--- begin ---
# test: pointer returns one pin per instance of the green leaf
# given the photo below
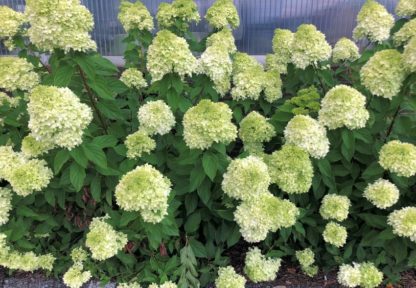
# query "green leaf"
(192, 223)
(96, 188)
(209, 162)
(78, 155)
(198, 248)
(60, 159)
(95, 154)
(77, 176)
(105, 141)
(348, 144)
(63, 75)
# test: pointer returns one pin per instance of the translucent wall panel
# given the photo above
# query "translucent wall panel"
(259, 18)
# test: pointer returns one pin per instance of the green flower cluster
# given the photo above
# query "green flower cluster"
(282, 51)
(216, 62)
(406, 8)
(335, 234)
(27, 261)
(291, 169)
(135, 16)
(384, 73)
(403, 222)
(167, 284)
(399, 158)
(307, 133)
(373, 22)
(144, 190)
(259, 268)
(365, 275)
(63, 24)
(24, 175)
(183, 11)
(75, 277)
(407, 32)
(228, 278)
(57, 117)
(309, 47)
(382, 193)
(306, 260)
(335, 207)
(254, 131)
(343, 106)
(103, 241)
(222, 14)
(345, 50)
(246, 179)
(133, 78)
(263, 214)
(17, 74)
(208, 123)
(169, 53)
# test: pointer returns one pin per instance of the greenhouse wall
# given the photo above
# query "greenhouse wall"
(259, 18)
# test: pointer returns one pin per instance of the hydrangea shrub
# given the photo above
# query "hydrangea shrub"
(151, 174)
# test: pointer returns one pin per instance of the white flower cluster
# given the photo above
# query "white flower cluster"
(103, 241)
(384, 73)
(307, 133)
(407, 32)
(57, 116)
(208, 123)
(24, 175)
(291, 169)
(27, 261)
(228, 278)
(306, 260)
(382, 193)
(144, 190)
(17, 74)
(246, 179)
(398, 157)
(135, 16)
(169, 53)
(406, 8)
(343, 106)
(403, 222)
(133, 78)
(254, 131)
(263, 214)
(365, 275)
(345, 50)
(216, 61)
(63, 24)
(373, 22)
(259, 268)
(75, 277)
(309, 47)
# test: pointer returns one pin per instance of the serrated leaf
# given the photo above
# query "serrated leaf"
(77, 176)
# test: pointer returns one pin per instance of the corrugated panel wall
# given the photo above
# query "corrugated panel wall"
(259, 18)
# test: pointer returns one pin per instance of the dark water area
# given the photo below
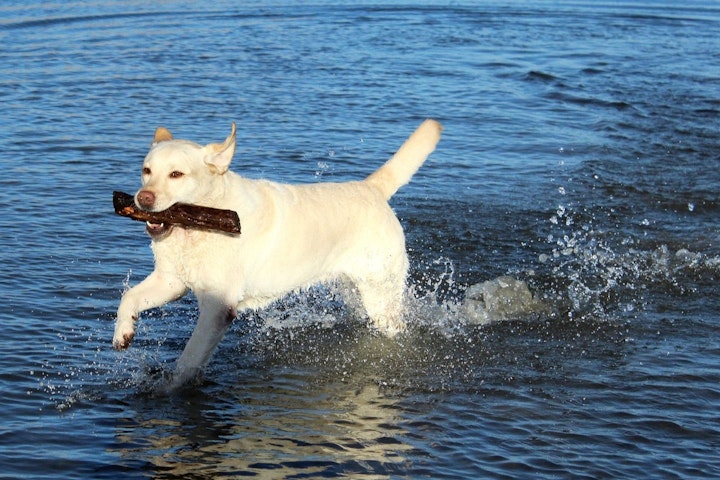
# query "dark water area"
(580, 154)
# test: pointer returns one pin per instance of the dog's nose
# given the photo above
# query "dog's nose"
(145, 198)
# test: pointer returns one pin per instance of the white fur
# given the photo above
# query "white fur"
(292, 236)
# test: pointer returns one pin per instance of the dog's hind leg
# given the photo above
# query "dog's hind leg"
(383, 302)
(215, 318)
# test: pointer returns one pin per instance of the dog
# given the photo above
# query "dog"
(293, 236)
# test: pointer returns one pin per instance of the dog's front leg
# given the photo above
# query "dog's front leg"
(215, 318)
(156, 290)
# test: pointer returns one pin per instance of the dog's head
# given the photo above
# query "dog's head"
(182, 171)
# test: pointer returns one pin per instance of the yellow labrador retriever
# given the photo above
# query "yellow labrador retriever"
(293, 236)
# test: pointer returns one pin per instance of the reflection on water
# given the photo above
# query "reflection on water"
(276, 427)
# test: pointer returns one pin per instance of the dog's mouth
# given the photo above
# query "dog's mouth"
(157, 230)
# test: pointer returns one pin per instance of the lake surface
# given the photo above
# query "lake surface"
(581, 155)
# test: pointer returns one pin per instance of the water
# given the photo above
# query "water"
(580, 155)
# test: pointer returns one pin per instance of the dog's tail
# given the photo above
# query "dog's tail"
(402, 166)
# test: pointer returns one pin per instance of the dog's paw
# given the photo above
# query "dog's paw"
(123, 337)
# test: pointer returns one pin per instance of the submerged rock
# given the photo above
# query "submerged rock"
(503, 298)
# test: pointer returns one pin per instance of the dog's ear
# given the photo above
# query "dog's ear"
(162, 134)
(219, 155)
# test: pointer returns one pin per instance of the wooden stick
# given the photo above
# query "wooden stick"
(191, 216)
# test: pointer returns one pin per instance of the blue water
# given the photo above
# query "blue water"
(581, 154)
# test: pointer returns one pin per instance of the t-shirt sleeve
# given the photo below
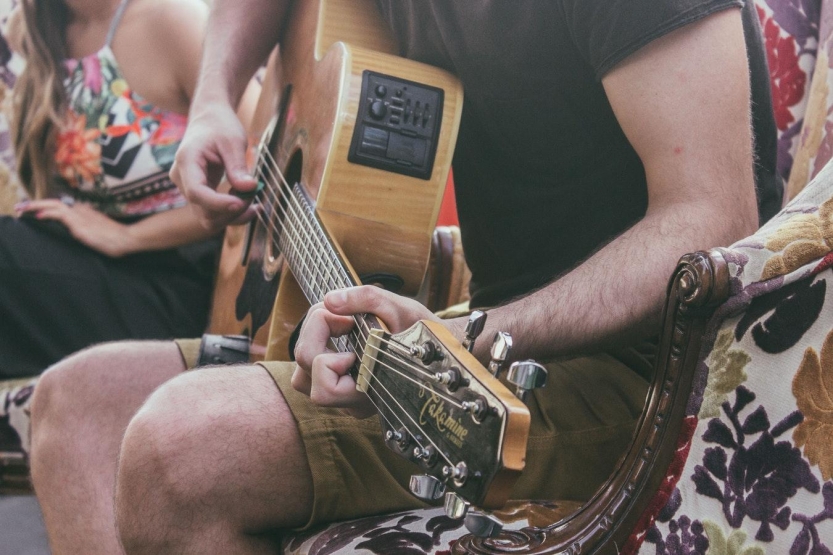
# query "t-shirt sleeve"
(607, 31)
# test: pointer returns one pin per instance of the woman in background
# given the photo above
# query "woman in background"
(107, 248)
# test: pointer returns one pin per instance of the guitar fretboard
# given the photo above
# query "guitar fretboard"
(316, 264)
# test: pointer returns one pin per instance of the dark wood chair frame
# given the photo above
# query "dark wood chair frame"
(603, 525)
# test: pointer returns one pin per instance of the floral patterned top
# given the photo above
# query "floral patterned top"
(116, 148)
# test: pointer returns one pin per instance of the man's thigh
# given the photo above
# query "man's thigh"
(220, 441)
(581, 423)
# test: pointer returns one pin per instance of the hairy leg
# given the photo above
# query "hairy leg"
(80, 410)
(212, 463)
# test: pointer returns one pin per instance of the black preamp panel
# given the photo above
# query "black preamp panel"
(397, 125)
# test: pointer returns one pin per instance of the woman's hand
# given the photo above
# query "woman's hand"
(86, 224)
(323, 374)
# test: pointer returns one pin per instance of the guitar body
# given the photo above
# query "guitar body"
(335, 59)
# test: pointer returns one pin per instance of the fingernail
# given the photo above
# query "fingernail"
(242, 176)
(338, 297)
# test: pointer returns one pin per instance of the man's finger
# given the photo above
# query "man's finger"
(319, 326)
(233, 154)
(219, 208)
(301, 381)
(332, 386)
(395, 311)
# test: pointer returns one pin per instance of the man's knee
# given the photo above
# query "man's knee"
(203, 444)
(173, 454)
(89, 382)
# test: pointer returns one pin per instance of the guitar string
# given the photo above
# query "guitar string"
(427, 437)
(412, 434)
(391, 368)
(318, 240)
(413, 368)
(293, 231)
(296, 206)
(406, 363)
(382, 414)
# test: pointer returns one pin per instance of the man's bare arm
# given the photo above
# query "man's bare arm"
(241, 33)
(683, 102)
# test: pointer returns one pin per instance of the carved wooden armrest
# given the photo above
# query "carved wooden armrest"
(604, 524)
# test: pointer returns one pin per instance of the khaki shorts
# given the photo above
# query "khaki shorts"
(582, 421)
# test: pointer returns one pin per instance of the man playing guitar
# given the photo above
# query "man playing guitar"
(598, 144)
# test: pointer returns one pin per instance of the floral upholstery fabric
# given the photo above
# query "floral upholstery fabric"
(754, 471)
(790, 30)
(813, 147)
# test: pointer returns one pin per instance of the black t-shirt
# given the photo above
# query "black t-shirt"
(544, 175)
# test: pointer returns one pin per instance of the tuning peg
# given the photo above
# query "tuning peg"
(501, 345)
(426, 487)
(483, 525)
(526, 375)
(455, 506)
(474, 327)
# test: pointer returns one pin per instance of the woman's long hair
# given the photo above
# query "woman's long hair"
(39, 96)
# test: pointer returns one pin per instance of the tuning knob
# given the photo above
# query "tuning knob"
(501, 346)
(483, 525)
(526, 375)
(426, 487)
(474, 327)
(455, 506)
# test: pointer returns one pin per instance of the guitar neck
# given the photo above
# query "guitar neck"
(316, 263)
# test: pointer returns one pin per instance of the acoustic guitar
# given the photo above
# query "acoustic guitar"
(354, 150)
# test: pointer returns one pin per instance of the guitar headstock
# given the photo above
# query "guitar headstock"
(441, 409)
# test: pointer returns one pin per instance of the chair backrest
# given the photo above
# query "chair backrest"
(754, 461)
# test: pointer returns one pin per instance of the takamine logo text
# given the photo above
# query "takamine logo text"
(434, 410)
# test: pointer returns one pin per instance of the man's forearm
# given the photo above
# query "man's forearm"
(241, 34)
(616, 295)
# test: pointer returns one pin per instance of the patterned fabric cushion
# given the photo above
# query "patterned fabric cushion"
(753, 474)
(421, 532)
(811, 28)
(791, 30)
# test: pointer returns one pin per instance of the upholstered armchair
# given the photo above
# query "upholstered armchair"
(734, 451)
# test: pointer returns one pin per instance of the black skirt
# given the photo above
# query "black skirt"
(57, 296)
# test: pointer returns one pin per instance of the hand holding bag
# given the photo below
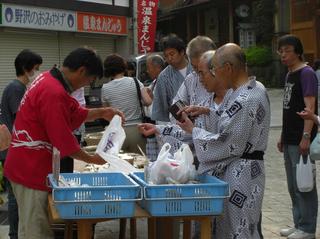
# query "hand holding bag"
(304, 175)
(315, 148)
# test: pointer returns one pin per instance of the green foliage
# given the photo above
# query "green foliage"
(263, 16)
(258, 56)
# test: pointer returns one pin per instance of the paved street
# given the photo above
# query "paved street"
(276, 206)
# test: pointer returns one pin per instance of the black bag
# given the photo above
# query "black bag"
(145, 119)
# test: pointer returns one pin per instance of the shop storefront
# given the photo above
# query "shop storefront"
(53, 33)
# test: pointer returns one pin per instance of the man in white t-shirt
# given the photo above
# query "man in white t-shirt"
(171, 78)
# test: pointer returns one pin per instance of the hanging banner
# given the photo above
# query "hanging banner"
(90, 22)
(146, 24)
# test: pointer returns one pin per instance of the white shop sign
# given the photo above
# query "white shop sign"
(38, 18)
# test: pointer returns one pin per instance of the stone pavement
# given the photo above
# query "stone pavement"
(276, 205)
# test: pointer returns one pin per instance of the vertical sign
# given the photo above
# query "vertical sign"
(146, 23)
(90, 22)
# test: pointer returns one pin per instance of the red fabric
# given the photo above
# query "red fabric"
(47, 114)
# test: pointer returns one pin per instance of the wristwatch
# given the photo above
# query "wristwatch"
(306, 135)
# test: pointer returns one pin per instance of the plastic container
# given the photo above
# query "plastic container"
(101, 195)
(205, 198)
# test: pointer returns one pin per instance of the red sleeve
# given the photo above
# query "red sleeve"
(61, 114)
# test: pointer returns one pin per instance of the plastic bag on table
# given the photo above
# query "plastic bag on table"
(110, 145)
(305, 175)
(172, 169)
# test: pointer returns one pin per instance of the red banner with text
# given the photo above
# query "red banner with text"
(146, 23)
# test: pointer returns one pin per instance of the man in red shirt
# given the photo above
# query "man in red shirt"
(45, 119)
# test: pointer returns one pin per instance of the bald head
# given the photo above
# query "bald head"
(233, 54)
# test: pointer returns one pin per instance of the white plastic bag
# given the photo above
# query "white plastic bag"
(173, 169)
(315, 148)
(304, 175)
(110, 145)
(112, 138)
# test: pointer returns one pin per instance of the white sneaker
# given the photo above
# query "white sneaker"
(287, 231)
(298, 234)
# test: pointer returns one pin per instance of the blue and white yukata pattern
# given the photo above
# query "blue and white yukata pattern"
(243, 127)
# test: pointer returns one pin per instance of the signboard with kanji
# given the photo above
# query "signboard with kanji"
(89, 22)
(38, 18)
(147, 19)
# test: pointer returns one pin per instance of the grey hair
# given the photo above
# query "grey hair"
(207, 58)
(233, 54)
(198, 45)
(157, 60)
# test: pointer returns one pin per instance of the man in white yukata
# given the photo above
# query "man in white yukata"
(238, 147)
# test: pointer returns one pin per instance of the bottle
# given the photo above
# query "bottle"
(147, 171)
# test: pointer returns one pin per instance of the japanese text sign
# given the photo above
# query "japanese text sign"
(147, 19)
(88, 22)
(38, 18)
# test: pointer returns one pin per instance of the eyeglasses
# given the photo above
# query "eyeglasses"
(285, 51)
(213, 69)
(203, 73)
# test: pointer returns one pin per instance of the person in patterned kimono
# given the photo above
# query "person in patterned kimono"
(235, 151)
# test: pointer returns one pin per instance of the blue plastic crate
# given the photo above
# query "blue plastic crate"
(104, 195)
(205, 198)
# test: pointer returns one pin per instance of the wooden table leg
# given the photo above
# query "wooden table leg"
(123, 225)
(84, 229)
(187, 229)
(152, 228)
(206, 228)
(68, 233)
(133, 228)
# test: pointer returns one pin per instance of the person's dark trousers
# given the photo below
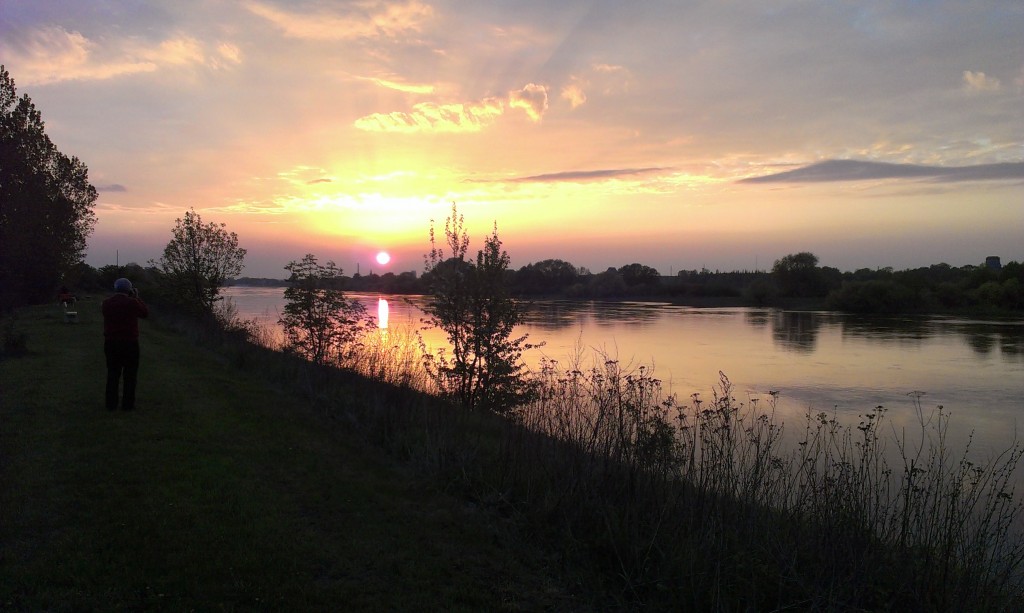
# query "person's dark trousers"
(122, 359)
--- end ---
▶ _DESCRIPTION OF THE TASK_
Take the line containing "# test: pointer returns one pin per instance of the bottle" through the last line of the material and retype exactly those lines, both ends included, with no pictures.

▶ _FINAL RESULT_
# test: pointer returns one pin per instance of the bottle
# given the photo above
# query "bottle"
(147, 171)
# test: pointer returns one pin per instance of the japanese text sign
# given the photo above
# query "japanese text sign"
(147, 19)
(88, 22)
(38, 18)
# test: pointer returns one pin per instance of the eyeglasses
# given the photo above
# query "eyeglasses"
(285, 51)
(213, 69)
(203, 73)
# test: pointer returns one pin per instance of the person in patterned kimono
# given the photo above
# query "person in patterned kimono"
(235, 151)
# test: pointer returns one pin per instance of the blue plastic crate
# given the photo above
# query "blue plastic crate"
(104, 195)
(205, 198)
# test: pointer returns one pin per instance of the wooden table leg
# given the photo above
# query "wooden table leg"
(123, 225)
(84, 229)
(187, 229)
(152, 228)
(206, 228)
(68, 233)
(133, 228)
# test: pointer returns one pin per instance of the person's dark trousers
# given the photo below
# query "person's dark trousers"
(122, 359)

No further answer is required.